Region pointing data
____________
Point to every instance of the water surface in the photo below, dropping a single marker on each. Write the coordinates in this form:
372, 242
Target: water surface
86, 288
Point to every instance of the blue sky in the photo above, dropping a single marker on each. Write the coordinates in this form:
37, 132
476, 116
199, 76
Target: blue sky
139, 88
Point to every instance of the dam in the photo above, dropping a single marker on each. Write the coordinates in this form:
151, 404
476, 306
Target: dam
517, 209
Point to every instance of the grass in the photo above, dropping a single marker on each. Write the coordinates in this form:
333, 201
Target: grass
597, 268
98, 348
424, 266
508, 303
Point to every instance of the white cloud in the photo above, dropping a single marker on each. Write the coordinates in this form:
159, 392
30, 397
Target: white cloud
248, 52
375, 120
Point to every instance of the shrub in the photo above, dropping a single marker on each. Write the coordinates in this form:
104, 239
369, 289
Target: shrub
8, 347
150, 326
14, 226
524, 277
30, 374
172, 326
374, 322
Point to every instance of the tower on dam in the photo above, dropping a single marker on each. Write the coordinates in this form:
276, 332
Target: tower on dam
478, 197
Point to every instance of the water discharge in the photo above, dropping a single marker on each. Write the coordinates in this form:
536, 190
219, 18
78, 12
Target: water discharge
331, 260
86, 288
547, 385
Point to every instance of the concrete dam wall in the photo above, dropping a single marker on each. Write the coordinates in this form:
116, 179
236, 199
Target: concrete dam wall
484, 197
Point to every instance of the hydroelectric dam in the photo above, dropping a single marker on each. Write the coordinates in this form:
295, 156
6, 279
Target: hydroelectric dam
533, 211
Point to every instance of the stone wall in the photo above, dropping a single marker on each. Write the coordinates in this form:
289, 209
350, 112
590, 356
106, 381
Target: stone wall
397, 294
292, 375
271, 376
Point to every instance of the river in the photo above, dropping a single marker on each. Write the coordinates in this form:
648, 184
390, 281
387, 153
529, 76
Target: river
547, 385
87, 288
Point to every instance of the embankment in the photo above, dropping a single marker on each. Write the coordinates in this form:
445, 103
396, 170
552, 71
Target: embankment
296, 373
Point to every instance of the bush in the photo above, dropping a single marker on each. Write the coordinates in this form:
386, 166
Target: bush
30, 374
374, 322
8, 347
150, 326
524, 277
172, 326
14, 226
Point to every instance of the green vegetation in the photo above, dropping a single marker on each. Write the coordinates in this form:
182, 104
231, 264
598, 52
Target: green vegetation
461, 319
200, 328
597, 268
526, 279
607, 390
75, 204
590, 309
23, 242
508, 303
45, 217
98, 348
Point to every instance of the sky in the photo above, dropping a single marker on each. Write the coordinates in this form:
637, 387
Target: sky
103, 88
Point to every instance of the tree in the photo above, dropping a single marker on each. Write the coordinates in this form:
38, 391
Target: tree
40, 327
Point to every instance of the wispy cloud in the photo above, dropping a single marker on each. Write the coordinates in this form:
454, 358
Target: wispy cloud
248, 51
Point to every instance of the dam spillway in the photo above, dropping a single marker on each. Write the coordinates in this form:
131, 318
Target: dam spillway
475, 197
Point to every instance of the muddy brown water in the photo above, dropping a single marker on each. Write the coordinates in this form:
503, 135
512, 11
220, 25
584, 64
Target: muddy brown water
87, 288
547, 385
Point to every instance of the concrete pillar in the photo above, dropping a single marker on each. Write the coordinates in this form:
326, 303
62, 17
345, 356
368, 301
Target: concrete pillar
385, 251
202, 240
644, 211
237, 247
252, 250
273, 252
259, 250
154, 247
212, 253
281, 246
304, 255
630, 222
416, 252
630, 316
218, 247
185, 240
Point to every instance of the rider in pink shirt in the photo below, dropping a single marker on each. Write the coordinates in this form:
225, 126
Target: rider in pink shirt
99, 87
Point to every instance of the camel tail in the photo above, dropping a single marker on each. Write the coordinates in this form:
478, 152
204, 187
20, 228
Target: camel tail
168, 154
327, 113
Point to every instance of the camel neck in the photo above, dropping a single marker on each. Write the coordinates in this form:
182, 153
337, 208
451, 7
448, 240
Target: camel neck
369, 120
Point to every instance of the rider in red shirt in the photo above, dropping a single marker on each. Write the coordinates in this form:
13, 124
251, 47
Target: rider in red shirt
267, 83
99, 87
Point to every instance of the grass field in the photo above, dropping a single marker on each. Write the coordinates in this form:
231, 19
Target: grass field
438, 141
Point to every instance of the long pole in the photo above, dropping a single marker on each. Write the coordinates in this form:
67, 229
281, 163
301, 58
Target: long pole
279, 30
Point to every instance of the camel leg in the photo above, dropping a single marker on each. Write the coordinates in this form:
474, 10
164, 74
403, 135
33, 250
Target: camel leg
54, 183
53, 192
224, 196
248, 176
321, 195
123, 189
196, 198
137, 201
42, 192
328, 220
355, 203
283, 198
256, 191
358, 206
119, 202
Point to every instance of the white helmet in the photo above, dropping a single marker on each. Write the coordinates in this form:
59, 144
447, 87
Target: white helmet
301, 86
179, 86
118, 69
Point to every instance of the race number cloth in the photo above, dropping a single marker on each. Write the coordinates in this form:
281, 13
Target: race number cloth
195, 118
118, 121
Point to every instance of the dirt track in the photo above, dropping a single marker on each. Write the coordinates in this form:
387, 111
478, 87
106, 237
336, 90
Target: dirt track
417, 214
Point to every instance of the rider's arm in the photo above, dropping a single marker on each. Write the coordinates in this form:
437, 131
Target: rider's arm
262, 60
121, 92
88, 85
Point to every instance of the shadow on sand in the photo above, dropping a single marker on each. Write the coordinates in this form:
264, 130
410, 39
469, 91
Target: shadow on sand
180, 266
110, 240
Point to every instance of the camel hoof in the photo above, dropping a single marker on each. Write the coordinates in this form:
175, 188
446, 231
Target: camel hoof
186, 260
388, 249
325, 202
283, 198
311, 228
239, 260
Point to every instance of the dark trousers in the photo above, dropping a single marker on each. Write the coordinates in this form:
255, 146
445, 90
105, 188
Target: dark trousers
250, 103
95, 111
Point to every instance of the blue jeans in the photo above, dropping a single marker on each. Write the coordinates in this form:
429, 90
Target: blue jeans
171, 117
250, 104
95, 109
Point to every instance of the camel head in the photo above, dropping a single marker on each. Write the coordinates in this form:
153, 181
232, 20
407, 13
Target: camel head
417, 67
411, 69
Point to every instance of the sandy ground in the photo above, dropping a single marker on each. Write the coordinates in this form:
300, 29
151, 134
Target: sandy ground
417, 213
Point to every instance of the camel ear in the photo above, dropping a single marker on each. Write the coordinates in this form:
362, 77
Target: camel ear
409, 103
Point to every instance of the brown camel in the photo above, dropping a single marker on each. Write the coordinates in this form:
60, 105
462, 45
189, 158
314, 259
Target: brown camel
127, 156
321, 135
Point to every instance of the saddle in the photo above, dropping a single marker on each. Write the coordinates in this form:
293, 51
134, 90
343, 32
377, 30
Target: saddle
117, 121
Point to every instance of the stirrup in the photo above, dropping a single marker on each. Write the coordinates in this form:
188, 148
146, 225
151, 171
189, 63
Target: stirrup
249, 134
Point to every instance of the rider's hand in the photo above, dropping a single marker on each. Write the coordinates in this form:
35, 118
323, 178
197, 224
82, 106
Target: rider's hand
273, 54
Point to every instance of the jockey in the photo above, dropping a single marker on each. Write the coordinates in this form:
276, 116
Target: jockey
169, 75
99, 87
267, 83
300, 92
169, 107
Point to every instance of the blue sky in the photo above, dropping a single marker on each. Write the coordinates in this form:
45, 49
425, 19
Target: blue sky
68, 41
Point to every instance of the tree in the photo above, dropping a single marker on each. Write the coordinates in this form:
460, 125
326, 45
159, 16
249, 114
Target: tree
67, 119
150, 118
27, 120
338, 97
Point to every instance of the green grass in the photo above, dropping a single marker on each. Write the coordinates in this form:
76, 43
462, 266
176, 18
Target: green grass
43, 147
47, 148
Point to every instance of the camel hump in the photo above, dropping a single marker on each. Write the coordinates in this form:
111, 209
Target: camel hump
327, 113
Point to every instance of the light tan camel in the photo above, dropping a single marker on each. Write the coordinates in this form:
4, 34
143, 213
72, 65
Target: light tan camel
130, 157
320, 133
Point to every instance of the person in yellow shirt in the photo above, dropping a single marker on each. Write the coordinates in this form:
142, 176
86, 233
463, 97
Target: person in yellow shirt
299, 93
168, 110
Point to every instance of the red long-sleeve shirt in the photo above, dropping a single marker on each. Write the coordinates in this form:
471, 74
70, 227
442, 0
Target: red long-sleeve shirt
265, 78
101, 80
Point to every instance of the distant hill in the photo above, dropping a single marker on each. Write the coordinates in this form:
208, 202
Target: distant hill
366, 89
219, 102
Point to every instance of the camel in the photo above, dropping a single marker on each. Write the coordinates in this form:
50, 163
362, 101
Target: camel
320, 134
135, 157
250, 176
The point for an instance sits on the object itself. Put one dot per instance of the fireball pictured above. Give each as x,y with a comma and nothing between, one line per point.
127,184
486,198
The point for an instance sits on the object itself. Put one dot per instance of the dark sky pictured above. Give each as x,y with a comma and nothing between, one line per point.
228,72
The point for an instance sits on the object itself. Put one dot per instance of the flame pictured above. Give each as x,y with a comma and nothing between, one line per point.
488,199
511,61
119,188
____________
Work task
Wherever a line contains the string "below", copy that line from the data.

Solved exercise
Point to every instance of the water surface in the photo below, dropping a single marker on each. Write the coordinates in this form:
Point to every instance of the rider in pink shirt in the photo below, dropping a single marker on each. Write the coordinates in this form:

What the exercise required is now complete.